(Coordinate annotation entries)
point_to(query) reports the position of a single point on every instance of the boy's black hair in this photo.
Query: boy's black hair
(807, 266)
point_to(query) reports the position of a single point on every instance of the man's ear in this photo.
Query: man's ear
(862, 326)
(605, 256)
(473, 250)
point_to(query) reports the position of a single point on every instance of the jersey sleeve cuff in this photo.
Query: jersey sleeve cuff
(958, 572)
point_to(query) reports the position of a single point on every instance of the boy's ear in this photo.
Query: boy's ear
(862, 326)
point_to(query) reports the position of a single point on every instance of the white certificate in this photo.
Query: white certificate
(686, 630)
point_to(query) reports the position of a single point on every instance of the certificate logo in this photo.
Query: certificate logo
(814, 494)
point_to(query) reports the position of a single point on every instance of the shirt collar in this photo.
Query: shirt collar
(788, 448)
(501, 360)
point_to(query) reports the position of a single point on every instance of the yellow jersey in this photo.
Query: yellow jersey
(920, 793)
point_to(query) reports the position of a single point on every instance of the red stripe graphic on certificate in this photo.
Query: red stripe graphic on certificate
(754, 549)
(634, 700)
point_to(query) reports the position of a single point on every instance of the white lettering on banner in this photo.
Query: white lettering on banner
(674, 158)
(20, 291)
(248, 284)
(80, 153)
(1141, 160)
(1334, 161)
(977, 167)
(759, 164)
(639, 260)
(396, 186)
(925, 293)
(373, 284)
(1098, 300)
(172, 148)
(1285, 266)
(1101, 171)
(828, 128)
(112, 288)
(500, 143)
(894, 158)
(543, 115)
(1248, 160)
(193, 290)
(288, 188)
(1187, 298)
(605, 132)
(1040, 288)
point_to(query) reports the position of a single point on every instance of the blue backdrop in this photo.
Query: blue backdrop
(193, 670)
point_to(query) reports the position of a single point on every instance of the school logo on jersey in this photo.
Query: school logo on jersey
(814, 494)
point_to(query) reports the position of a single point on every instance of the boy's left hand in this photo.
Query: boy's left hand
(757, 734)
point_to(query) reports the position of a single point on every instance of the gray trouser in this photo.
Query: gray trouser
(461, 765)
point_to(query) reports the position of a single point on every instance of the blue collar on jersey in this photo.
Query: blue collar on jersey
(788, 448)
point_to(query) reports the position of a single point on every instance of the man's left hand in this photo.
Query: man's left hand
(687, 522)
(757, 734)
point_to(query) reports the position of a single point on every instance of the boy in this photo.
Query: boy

**Problem to work on**
Copy out every line of the material above word for word, from the first line to the last.

**Correct response**
point_to(query) reports the position of a single point on every instance of the boy's black hair in this photo.
Query: boy's black hair
(807, 266)
point_to(query) reports the position of a single point on every instance of the man's ear in this photo.
Query: man's ear
(862, 326)
(605, 256)
(473, 250)
point_to(query) reports the position of a single point on every instance of the jersey sleeve cuff in this photo.
Query: jersey sleeve cuff
(958, 572)
point_to(query) reports the position of a single point on every instance of the boy's ear in this photo.
Query: boy's ear
(862, 326)
point_to(query) reports the position of a single point on every instance of the white certificate in this photo.
Query: white certificate
(686, 630)
point_to(query) reports the position of a single point on every instance of the certificate logo in this photo.
Query: certificate logo
(814, 494)
point_to(query) reports the position of a single point on every instance of the shirt collar in this photo.
Query: shirt collar
(788, 448)
(501, 360)
point_to(query) reports the position of a single point on every instance of the yellow jersey in this photo.
Query: yellow jersey
(920, 793)
point_to(query) reports the position of a single point on every instance of the red stripe graphic on certificate in this photo.
Query: red stripe graphic on certificate
(754, 549)
(634, 700)
point_to(query) reports the position of a single point on every instance of the white lettering on banner in this photo.
Query: white lettering on banner
(674, 158)
(20, 291)
(248, 284)
(80, 153)
(1141, 160)
(1334, 161)
(977, 167)
(759, 164)
(639, 260)
(396, 186)
(925, 293)
(373, 284)
(1098, 300)
(172, 148)
(1285, 266)
(1101, 171)
(828, 128)
(112, 288)
(500, 143)
(894, 158)
(543, 115)
(1248, 160)
(193, 290)
(288, 188)
(1187, 298)
(605, 132)
(1040, 288)
point_to(query) reports the position of a single point on every instance of the blue backdrop in this photo.
Query: blue backdrop
(193, 670)
point_to(query) reports the position of a single point on every instance of the school logo on jersey in this photo.
Query: school logo on jersey
(814, 494)
point_to(query) reports the position of a single point on every instance of the boy's left hand in this photo.
Query: boy's left hand
(757, 734)
point_to(query) reports the position of a single point on every instance of the gray trouser in this photo.
Query: gray trouser
(461, 765)
point_to(query) reports the position of a single point on every instance of the blue collar on jersey in this photo.
Query: blue collar on jersey
(788, 448)
point_to(query) reports the position of a single point on every instance of the man's left hand in this photo.
Query: man's left hand
(687, 522)
(757, 734)
point_to(query) reports the position of a single point on every instance of the boy in this photo.
Query: boy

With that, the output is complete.